Filter this material down to the lines that hold "below", copying each one.

━━━━━ DATA RECORDS

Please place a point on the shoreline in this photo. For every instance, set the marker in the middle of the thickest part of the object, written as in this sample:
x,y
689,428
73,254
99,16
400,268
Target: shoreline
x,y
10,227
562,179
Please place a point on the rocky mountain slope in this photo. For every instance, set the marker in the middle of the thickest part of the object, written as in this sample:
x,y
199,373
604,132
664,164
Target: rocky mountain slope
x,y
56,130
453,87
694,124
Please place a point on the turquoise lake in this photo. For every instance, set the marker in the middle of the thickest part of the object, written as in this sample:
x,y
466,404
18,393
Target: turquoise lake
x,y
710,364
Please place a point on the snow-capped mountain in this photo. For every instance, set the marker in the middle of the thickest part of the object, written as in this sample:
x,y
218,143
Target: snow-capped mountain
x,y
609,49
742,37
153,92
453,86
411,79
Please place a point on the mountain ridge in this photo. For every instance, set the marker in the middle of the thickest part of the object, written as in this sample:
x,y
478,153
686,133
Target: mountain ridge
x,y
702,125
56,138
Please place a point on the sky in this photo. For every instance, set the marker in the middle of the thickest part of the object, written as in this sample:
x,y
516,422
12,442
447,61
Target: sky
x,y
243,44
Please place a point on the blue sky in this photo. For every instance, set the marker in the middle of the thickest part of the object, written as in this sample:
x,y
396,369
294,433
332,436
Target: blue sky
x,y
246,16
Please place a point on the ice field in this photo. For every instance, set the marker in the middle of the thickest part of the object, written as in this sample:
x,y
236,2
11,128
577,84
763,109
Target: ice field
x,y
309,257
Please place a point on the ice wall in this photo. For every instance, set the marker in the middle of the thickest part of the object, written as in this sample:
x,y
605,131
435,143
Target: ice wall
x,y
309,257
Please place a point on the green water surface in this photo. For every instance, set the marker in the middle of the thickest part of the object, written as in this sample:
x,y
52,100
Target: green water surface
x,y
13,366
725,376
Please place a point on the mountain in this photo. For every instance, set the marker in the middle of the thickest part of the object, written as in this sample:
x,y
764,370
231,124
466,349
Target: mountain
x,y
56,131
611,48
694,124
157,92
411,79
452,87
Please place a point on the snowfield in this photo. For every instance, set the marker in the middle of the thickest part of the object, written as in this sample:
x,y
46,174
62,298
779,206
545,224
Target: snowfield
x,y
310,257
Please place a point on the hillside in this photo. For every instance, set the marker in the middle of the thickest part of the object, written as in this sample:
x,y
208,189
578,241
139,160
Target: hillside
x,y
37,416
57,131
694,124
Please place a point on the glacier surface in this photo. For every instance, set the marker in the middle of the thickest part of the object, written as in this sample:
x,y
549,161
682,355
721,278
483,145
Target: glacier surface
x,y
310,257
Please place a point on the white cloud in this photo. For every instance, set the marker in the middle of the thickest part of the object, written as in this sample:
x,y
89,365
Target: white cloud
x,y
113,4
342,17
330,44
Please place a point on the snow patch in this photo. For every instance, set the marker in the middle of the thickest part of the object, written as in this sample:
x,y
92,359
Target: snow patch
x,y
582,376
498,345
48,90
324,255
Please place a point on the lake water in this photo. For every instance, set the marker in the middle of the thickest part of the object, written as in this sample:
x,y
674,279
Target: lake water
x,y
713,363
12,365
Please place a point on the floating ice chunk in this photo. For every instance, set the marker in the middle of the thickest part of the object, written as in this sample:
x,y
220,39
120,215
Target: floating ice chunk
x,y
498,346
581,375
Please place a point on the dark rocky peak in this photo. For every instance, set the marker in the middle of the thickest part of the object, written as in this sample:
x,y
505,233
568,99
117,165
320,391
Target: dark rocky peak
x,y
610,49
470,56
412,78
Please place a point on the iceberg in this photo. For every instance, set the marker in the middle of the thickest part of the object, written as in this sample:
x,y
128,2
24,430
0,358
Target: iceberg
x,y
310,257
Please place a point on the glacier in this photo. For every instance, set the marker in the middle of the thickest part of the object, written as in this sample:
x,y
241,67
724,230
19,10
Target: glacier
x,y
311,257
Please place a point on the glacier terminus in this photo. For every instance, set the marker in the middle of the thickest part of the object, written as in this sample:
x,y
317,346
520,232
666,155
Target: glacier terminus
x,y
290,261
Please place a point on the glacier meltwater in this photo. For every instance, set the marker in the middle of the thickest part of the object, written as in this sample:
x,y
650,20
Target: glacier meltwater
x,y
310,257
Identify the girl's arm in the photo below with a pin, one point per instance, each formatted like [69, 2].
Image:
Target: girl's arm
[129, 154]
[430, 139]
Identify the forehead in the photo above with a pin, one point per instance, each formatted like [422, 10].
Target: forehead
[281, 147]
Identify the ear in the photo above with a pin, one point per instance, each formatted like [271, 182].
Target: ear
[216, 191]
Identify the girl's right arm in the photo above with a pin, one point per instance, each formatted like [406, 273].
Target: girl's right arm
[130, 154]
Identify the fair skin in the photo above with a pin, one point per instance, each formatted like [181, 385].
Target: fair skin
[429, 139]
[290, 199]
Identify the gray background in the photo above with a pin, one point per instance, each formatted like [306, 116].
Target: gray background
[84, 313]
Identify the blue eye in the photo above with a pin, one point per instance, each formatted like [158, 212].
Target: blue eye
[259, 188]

━━━━━━━━━━
━━━━━ DATA RECORDS

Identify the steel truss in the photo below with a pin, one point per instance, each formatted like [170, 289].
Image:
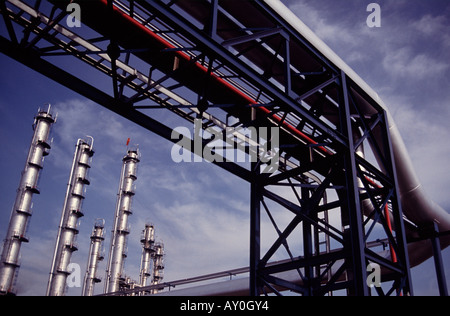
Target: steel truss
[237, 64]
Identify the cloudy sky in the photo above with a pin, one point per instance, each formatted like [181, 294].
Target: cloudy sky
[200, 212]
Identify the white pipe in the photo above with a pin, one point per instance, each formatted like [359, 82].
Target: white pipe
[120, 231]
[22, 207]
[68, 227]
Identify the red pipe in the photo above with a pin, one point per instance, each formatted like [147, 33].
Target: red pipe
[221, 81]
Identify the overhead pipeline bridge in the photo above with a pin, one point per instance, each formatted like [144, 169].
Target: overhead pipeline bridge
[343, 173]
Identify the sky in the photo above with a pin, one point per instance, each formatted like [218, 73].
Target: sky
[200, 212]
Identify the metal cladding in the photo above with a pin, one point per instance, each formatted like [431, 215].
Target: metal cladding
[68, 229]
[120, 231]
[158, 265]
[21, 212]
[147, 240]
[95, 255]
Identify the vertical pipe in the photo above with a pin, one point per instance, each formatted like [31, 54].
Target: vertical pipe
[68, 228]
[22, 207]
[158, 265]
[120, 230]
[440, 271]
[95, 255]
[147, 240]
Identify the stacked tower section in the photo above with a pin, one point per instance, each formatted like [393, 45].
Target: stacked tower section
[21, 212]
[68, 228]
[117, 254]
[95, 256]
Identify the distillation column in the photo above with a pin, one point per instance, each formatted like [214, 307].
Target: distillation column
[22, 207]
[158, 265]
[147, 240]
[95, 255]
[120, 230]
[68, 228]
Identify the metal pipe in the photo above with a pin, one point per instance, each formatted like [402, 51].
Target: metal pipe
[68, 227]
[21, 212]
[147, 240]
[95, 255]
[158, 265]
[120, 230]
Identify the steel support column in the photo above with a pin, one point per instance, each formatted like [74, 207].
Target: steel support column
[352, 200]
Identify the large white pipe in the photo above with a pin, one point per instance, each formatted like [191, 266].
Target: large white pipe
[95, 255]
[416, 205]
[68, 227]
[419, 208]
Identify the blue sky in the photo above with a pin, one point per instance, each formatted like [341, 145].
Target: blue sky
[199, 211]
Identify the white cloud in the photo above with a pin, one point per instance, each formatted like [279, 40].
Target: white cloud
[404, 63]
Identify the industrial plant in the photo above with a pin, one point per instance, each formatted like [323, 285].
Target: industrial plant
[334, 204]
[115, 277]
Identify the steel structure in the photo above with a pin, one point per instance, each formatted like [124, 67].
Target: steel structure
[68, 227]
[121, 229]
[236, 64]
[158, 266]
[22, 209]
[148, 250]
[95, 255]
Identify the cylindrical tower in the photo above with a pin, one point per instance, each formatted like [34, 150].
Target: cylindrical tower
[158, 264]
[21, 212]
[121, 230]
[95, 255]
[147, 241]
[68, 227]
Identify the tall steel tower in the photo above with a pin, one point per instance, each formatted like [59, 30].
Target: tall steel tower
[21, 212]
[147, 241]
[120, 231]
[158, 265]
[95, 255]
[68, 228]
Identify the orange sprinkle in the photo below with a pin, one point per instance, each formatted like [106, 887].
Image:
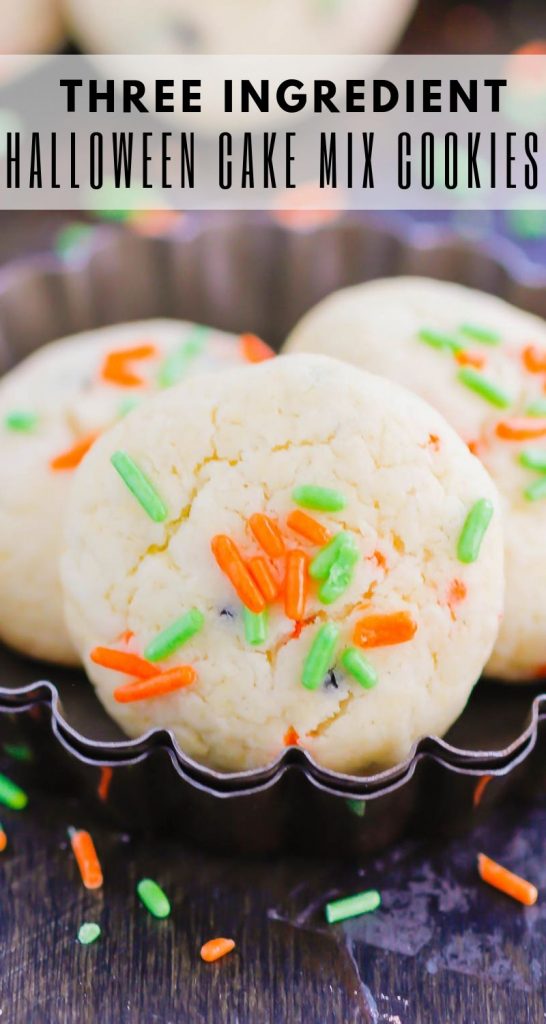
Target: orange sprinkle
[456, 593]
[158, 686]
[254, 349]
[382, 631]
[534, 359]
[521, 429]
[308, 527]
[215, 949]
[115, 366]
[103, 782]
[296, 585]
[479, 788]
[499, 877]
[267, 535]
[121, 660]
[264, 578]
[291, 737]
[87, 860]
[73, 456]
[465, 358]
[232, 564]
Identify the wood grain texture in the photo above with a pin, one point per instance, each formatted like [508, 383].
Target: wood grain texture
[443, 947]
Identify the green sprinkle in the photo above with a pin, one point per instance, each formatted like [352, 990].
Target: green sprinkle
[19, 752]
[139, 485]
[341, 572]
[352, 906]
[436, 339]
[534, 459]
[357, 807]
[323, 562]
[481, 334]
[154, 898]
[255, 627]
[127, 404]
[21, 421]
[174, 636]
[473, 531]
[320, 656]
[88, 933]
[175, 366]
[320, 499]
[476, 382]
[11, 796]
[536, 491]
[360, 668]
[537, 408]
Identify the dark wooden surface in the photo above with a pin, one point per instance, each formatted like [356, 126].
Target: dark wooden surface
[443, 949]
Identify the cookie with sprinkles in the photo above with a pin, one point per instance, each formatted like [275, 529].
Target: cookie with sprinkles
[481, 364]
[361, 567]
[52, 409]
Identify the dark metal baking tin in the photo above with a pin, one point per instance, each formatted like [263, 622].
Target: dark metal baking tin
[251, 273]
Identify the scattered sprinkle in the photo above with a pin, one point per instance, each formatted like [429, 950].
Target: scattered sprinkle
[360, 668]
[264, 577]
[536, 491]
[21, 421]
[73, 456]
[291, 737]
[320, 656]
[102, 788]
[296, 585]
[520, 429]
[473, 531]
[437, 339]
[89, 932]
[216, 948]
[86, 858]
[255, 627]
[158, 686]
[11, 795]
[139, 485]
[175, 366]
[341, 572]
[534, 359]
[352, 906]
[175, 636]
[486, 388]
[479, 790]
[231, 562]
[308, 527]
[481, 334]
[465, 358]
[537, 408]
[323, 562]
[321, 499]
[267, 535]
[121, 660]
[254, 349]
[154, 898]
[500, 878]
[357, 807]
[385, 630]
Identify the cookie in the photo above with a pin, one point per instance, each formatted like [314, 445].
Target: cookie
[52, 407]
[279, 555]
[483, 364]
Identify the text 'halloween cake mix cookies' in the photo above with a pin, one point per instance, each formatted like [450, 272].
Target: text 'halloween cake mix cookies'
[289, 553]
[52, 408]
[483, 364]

━━━━━━━━━━
━━━━━ DATA RECORDS

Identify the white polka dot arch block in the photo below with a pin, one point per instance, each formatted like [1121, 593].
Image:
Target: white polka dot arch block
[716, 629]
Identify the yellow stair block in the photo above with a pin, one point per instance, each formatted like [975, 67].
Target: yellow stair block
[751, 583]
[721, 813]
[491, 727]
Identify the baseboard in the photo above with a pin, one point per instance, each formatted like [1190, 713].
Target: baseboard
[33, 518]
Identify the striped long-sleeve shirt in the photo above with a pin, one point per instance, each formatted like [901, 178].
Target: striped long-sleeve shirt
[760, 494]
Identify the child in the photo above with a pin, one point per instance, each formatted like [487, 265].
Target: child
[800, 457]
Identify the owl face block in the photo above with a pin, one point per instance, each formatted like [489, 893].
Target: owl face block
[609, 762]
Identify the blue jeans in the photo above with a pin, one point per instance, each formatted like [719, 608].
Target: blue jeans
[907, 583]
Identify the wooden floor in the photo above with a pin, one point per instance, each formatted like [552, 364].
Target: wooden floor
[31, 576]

━━━━━━━━━━

RESULT:
Identify the girl's arm in the photo below with a pin, one point per instance, each formatted like [69, 2].
Identify the steel truss in the photo below with a pin, one point per instance, each formatted like [170, 289].
Identify the orange sprinkle in the photo below with a pin, one point per instance, each formatted like [106, 887].
Identify the white polka dot arch block in the photo below with a pin, one point per instance, each formatted like [1121, 593].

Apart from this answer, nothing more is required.